▸ **What you should do**
Edit the listing from the line with "Category: dreamcatcher ornament" up to and including its final line, replacing "blue jeans" with "denim trousers" and leaving everything else unchanged; return only those lines.
»»
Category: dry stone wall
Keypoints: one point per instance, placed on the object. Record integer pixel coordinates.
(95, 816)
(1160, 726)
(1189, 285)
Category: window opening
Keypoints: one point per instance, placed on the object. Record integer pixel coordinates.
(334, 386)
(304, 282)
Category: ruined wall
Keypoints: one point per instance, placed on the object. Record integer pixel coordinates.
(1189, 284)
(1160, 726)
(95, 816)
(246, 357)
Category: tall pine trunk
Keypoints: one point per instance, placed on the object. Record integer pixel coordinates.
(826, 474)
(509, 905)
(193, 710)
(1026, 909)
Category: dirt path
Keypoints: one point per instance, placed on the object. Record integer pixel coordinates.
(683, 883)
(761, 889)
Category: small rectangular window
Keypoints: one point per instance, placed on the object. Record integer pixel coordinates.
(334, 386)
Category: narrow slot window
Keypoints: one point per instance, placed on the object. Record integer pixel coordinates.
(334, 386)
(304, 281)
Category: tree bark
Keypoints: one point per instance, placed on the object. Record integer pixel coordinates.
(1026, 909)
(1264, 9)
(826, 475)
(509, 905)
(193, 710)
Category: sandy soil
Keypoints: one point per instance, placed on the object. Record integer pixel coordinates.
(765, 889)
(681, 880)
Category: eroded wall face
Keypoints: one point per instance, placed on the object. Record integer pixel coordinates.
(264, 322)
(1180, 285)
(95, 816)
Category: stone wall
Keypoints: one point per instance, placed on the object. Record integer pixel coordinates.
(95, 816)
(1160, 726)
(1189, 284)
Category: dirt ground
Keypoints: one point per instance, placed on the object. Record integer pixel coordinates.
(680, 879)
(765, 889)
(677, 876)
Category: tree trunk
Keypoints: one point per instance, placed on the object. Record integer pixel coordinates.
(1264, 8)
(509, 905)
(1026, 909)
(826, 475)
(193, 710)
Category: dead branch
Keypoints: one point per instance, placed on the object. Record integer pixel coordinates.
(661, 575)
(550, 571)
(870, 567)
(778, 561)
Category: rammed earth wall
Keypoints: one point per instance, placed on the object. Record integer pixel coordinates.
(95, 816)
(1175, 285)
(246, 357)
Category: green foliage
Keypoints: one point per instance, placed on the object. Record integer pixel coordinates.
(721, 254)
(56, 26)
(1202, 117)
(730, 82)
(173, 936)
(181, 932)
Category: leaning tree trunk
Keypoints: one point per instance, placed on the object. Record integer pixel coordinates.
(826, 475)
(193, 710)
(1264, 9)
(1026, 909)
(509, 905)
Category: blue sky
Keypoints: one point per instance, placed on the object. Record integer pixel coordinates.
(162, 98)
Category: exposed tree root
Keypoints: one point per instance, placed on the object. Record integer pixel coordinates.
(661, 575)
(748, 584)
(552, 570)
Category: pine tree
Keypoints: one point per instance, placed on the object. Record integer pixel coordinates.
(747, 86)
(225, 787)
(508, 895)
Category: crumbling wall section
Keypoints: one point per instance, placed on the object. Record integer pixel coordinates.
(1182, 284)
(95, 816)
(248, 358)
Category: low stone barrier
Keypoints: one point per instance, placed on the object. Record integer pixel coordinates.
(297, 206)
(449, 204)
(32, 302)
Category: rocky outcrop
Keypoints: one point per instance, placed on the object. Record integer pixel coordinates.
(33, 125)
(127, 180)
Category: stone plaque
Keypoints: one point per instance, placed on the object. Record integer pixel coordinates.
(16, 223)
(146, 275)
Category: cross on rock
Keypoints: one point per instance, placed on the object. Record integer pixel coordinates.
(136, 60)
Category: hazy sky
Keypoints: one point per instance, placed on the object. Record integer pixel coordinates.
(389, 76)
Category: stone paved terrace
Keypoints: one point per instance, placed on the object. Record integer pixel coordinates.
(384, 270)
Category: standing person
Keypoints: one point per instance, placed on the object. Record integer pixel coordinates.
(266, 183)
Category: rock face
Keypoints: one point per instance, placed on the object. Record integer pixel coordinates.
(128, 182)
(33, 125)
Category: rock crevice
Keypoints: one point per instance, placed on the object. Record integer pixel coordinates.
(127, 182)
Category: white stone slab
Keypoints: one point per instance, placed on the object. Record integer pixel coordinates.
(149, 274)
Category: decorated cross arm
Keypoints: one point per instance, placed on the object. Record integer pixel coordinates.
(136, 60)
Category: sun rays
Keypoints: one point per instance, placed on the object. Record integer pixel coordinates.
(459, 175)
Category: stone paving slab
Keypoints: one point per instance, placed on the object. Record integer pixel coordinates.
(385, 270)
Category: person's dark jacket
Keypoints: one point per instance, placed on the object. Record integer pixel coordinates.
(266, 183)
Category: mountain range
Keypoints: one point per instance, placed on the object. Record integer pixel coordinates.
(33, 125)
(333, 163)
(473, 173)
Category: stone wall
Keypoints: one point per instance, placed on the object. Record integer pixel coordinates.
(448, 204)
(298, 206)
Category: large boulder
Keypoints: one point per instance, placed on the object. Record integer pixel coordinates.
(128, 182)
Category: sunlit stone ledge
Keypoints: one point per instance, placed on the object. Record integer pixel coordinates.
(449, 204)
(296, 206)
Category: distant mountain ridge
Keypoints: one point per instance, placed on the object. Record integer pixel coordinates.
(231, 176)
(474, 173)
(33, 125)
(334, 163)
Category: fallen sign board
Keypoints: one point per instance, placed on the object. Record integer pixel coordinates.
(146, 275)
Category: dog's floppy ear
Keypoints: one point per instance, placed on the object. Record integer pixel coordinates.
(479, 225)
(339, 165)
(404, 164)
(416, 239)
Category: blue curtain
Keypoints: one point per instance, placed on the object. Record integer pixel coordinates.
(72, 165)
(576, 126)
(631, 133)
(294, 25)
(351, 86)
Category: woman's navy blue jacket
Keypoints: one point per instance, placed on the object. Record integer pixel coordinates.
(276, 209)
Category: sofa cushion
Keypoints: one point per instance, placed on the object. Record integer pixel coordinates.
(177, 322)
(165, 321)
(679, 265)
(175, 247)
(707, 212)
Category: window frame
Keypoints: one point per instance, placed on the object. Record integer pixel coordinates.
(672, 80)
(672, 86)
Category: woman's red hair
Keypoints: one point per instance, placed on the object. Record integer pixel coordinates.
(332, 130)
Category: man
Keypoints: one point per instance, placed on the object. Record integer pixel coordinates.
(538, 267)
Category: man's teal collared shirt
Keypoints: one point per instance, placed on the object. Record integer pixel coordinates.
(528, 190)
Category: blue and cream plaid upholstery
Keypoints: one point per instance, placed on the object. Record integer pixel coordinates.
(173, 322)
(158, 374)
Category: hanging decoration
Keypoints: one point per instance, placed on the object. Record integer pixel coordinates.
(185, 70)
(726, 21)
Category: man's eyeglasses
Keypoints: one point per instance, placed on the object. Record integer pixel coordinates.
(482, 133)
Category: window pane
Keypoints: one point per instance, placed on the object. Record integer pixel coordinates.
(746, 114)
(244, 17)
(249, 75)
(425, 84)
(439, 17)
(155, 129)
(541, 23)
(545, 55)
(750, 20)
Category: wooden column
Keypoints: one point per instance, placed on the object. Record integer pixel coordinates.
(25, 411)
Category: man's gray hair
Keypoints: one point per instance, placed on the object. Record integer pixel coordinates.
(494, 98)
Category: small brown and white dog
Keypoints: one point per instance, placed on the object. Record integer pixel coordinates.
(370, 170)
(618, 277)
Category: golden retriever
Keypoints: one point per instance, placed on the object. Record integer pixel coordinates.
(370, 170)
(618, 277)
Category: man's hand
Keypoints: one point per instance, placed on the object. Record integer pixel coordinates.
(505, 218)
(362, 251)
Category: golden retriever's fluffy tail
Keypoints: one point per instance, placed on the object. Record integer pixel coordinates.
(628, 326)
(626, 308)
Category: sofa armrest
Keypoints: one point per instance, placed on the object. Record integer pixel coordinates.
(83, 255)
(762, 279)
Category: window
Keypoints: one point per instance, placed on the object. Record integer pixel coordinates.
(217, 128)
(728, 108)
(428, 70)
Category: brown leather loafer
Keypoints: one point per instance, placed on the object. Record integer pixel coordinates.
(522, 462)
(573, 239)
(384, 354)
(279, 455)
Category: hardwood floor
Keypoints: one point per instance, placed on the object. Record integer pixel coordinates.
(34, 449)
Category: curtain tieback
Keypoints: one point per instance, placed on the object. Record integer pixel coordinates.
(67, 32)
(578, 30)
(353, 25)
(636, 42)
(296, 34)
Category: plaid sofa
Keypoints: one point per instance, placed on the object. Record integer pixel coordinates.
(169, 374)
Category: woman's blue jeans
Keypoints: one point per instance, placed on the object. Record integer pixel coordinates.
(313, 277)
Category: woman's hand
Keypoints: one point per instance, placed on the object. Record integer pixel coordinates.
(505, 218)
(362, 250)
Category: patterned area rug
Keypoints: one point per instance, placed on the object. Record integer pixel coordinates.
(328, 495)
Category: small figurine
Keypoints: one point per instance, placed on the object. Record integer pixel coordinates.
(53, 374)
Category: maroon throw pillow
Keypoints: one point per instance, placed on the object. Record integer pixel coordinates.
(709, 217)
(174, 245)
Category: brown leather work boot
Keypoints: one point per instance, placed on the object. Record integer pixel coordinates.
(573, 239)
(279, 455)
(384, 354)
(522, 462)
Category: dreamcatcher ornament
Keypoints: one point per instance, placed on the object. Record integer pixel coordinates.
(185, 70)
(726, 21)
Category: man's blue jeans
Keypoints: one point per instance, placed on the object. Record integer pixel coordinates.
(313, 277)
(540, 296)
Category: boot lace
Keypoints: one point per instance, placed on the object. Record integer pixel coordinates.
««
▸ **Exercise solution**
Category: dreamcatcher ornament
Keypoints: one point per instance, placed on the object. Record integer pixel coordinates.
(185, 70)
(726, 21)
Category: man's denim trousers
Keypoints: one point per instance, placed on the object. Record integer pixel coordinates.
(313, 277)
(540, 296)
Category: boot lace
Keypoints: one point per instance, placed on the object. Record integer pixel coordinates.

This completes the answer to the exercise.